▶ [Given text]
From the perspective of the IMAP server, there is no meaningful difference between manual and automated mail filing as performed by the client, so MUA changes are inherently safe, and will be visible to alternate MUAs using the same IMAP store.  On the other hand, these changes must be submitted and confirmed over the network, so such an approach is inherently slow, despite other advantages, and may cause user confusion if the MUA performing changes is temporarily offline or multiple MUAs attempt to apply the same automated filters.

From the perspective of the IMAP client, there is no meaningful difference in updates made by the MDA as compared to another MUA pointing at the same store, so MDA changes are inherently safe, and will be visible to all MUAs using the same IMAP store.  On the other hand, these changes are typically somewhat invisible to the user, and so strong automation can be frustrating, for instance when the user moves a message manually and finds that it has been put back by the server (although any case of two competing IMAP clients can cause this).

In an ideal world, there are three types of interesting IMAP client.  The MDA (which may use something other than IMAP to update the store), which imposes initial filtering rules on received mail, and drops the mail as "new" in the corresponding folders.  The MUA which allows the user to move mail however they want (although this should be manual or once-off scripted) to match their preferences.  The MPA (Mail Processing Agent), which allows the user to impose automated rules for mail filtering (e.g. messages over three months old migration from the foo-list to the foo-list-archive folder), and acts as an IMAP client.

Named region outline records
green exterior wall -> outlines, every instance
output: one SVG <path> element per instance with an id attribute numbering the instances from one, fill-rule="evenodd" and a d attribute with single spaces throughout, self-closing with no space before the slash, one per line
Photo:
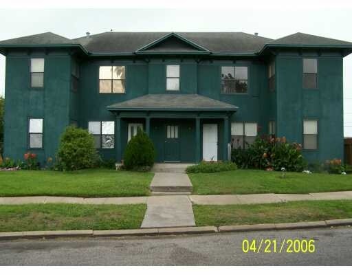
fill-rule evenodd
<path id="1" fill-rule="evenodd" d="M 304 90 L 302 87 L 302 58 L 318 59 L 318 89 Z M 30 88 L 30 58 L 44 57 L 45 84 L 42 89 Z M 268 122 L 274 120 L 278 136 L 302 143 L 303 118 L 318 120 L 318 149 L 304 151 L 309 162 L 343 157 L 342 58 L 340 54 L 322 52 L 280 52 L 265 58 L 229 58 L 196 60 L 195 58 L 103 58 L 85 57 L 80 60 L 80 78 L 77 92 L 71 91 L 71 60 L 65 51 L 9 52 L 6 56 L 4 156 L 23 159 L 28 151 L 28 119 L 43 118 L 44 148 L 31 149 L 45 165 L 47 157 L 54 157 L 58 139 L 70 122 L 87 129 L 89 121 L 116 120 L 107 107 L 148 94 L 171 93 L 166 91 L 166 65 L 180 65 L 180 91 L 172 93 L 199 94 L 237 106 L 237 112 L 224 120 L 227 114 L 193 112 L 160 113 L 120 113 L 120 135 L 116 138 L 117 148 L 101 149 L 104 159 L 123 157 L 127 144 L 128 123 L 144 124 L 151 118 L 150 135 L 157 148 L 157 162 L 164 161 L 165 125 L 179 124 L 181 162 L 197 161 L 196 148 L 202 155 L 204 123 L 218 124 L 218 159 L 227 159 L 226 144 L 230 140 L 230 123 L 257 122 L 258 135 L 267 134 Z M 75 57 L 76 58 L 76 57 Z M 276 88 L 270 91 L 267 64 L 276 61 Z M 98 68 L 100 65 L 126 66 L 126 93 L 101 94 L 98 92 Z M 222 94 L 221 66 L 248 66 L 248 92 Z M 196 118 L 200 118 L 200 135 L 196 140 Z M 226 127 L 226 124 L 228 127 Z M 227 129 L 228 130 L 226 130 Z M 226 132 L 227 131 L 227 132 Z M 199 143 L 200 142 L 200 143 Z"/>

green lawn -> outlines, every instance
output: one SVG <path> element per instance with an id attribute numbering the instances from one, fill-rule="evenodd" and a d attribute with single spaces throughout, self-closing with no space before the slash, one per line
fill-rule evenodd
<path id="1" fill-rule="evenodd" d="M 139 228 L 145 204 L 0 206 L 0 232 Z"/>
<path id="2" fill-rule="evenodd" d="M 304 174 L 236 170 L 188 174 L 195 195 L 309 193 L 352 190 L 351 175 Z"/>
<path id="3" fill-rule="evenodd" d="M 281 204 L 193 206 L 196 225 L 232 226 L 352 218 L 352 201 L 305 201 Z"/>
<path id="4" fill-rule="evenodd" d="M 1 171 L 0 197 L 135 197 L 149 195 L 151 173 L 109 169 Z"/>

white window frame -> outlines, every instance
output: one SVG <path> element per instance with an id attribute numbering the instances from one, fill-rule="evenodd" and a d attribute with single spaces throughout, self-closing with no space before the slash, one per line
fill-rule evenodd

▶ [Exercise instructions]
1. Translate this sentence from the IMAP text into Spanish: "In an ideal world, there are three types of interesting IMAP client."
2. Reproduce the IMAP text word for word from "In an ideal" to "an IMAP client.".

▶ [Solution set]
1. En un mundo ideal, hay tres tipos de cliente IMAP interesantes.

2.
In an ideal world, there are three types of interesting IMAP client.  The MDA (which may use something other than IMAP to update the store), which imposes initial filtering rules on received mail, and drops the mail as "new" in the corresponding folders.  The MUA which allows the user to move mail however they want (although this should be manual or once-off scripted) to match their preferences.  The MPA (Mail Processing Agent), which allows the user to impose automated rules for mail filtering (e.g. messages over three months old migration from the foo-list to the foo-list-archive folder), and acts as an IMAP client.